──────── Aangeleverd fragment ────────

Genade voorziet in overvloed

Uit zijn overvloed zijn wij allen met goedheid overstelpt.

Johannes 1:16

Jezus wandelt in de vroege ochtend langs het meer van Galilea (dat ook wel het meer van Tiberias, meer van Genessaret of Kinneret wordt genoemd). Een flinke club mensen volgt Hem alweer, verlangend om Hem te horen. Aan de oever maken vissers hun netten schoon. Jezus vraagt aan Simon Petrus of Hij vanuit zijn boot de massa toe mag spreken.

Later op de dag zegt Jezus tegen Petrus dat hij maar eens moet gaan vissen. ‘Ga naar diep water en gooi daar jullie netten uit.’ Maar Petrus schudt zijn hoofd. Weinig kans, midden op de dag. En vannacht hadden ze hard gewerkt, maar ondanks al hun inspanningen ook al geen vis gevangen. Maar als Hij Jezus aankijkt, verandert hij van gedachten. ‘Als u het zegt, zal ik de netten uitwerpen’ (Luc. 5:4-5).

En kijk nou. Petrus en zijn broer Andreas zien hoe scholen vissen hun netten binnen zwemmen. Het zijn er zoveel dat hun boot bijna zinkt. Ze moeten hun makkers er met hun boot bij roepen. Jakobus en Johannes halen net zo’n vangst binnen.

──────── Aangeleverde items ────────

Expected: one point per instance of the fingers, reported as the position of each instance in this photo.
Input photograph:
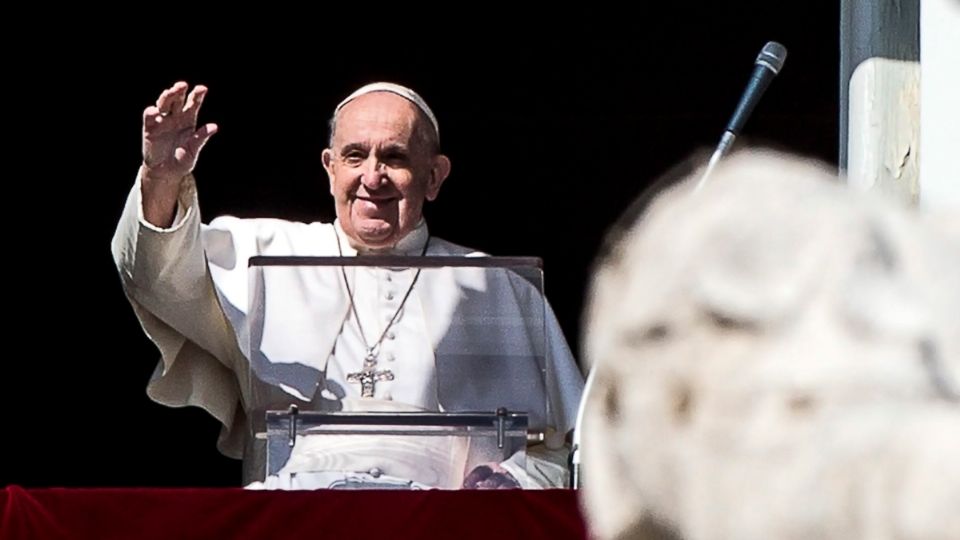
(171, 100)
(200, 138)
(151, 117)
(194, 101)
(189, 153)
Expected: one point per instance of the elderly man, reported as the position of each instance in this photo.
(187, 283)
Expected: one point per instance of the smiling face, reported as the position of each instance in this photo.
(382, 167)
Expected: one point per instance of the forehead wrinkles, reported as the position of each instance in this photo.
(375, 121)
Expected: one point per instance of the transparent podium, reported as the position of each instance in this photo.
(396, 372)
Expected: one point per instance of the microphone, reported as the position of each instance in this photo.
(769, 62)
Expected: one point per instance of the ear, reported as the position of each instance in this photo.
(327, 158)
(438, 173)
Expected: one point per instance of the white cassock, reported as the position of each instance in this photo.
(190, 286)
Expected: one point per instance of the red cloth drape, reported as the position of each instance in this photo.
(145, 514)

────────

- **Opdrachten**
1 - Geef het deel van het fragment over de visvangst tussen "Uit zijn overvloed" en "uitwerpen’ (Luc. 5:4-5).", beide inbegrepen, letterlijk nog eens weer.
2 - Noem alsjeblieft de andere namen die het fragment over de visvangst geeft voor het meer van Galilea.

- **Oplossingen**
1 -
Uit zijn overvloed zijn wij allen met goedheid overstelpt.

Johannes 1:16

Jezus wandelt in de vroege ochtend langs het meer van Galilea (dat ook wel het meer van Tiberias, meer van Genessaret of Kinneret wordt genoemd). Een flinke club mensen volgt Hem alweer, verlangend om Hem te horen. Aan de oever maken vissers hun netten schoon. Jezus vraagt aan Simon Petrus of Hij vanuit zijn boot de massa toe mag spreken.

Later op de dag zegt Jezus tegen Petrus dat hij maar eens moet gaan vissen. ‘Ga naar diep water en gooi daar jullie netten uit.’ Maar Petrus schudt zijn hoofd. Weinig kans, midden op de dag. En vannacht hadden ze hard gewerkt, maar ondanks al hun inspanningen ook al geen vis gevangen. Maar als Hij Jezus aankijkt, verandert hij van gedachten. ‘Als u het zegt, zal ik de netten uitwerpen’ (Luc. 5:4-5).

2 - Meer van Tiberias, meer van Genessaret en Kinneret.